◆ **Tareas del ejercicio**:
**a)** Reescribe como una lista breve el párrafo del texto sobre la familia Pan que empieza con «Jennifer Pan nació el 17 de junio de 1986». Conserva sus datos principales.
**b)** Escribe la continuación del texto sobre la familia Pan a partir de su última oración.

◆ **Fragmento del documento**:

Una joven llama al 911 en medio de la noche. Llora frenéticamente y dice a los gritos que vayan rápido hasta su casa, asegura que no sabe dónde están sus padres: “Unas personas entraron en la casa, robaron todo el dinero y escuché a mis padres gritando abajo”. Son alaridos perturbadores. La operadora le pide que se tranquilice. Le avisa que ya ha enviado gente y hace que se quede hablando con ella.
Por infobae.com
Nada será lo que parece en esta linda residencia de la familia Pan, en Canadá. Ni esa hija llorosa, de mirada ingenua enmarcada en una cascada de pelo largo y lacio, es la víctima que la policía cree.
La fría noche del 8 de noviembre de 2010 marca solo el principio de una pesadilla que se ha venido cocinando a la sombra.
Deseos incumplidos de perfección
Jennifer Pan nació el 17 de junio de 1986 en Markham, un suburbio de Toronto, Canadá. Huei Hann Pan, su padre, nacido y educado en Vietnam, había llegado a Canadá, en 1979, en calidad de refugiado político. Bich Ha Pan era, también, una inmigrante vietnamita. Se conocieron en Toronto y enseguida se dieron cuenta de que tenían mucho en común. Sobre todo, sus raíces. Se terminaron casando y yendo a vivir al barrio de Scarborough. Encontraron trabajo como operarios en una fábrica de autopartes llamada Magna International. Estaban decididos a que les fuera bien como refugiados en su nuevo país y dispuestos a poner todas sus energías para lograrlo. Trabajaban muchísimas horas, sin una sola queja. Era el precio del progreso que ambicionaban.

◆ **Datos disponibles**:
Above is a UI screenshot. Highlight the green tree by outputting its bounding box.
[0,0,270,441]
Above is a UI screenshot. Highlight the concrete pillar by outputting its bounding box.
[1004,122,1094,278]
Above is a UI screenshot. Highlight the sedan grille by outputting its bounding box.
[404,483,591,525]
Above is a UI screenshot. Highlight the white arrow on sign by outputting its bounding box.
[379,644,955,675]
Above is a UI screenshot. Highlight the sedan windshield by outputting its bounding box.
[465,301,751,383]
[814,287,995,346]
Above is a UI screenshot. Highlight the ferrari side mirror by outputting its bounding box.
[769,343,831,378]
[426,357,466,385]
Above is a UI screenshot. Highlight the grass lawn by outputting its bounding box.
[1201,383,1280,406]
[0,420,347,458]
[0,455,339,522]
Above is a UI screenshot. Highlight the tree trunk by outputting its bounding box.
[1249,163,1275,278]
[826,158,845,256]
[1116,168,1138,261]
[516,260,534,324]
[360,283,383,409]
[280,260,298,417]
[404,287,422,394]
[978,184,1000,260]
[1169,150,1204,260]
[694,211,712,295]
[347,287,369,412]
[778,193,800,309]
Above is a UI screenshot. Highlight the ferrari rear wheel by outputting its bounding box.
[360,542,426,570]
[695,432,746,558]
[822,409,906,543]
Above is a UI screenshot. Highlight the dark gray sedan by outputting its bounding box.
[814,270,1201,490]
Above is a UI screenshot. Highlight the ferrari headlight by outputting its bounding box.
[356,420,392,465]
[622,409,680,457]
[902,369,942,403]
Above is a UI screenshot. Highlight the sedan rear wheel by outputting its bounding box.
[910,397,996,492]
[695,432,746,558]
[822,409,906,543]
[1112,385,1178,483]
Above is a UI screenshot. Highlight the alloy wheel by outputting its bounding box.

◆ **Respuestas**:
**a)**
- Jennifer Pan nació el 17 de junio de 1986 en Markham, un suburbio de Toronto, Canadá.
- Su padre, Huei Hann Pan, nació y se educó en Vietnam. Llegó a Canadá en 1979 como refugiado político.
- Bich Ha Pan también era una inmigrante vietnamita.
- Los dos se conocieron en Toronto y vieron que tenían mucho en común, sobre todo sus raíces.
- Se casaron y se fueron a vivir al barrio de Scarborough.
- Trabajaron como operarios en Magna International, una fábrica de autopartes.
- Trabajaban muchísimas horas y sin quejarse, decididos a progresar en su nuevo país.

**b)**
Durante esos primeros años tuvieron a sus dos hijos. Tres años después de Jennifer, en 1989, nació Félix.
Hann y Bich sentían que estaban logrando sus metas. Eran cuidadosos con el dinero que ganaban, intentaban gastar lo mínimo para poder ahorrar.
En el año 2004 se dieron cuenta de que estaban financieramente muy bien. Era el momento de comprarse una casa más grande e intentar el ascenso social. Buscaron una de dos pisos, con garaje para dos autos, en la zona residencial de Markham.
Habían conseguido una vida mejor para sus hijos, ahora debían velar por su educación.
Jennifer Pan crecía y parecía ser la hija perfecta.
Tocaba el piano, tomaba clases de flauta, practicaba patinaje artístico, hacía ballet, artes marciales y natación. Asistía a una escuela católica, donde era una excelente estudiante. Tenía una agenda completa. Todo indicaba que la vida de Jennifer Pan sería muy distinta a la que habían tenido sus esforzados padres para forjarse un futuro. Eran conscientes de que tenían una vara alta, pero sentían orgullo. Ser estrictos, funcionaba. Eso creían.
Sus padres soñaban, por entonces, con que su hija se convirtiera en deportista olímpica. Esa fantasía quedó en el camino cuando a Jennifer se le rompió el ligamento cruzado de una de sus rodillas.
En un momento, en esta perfecta vida que creían haber edificado, todo se desvió.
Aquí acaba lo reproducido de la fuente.